▸ Task to carry out:
Having read the material, return every line of it exactly.

▸ Input data:
================

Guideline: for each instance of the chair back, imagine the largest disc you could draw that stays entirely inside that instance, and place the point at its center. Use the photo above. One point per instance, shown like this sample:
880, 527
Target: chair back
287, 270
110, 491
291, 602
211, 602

================

▸ Solution to the exercise:
Guideline: for each instance of the chair back, imagine the largest disc you could draw that stays entirely inside that instance, and place the point at its center. Use the photo above. One point per instance, shown like this sample:
880, 527
Target: chair back
287, 270
110, 491
291, 602
211, 602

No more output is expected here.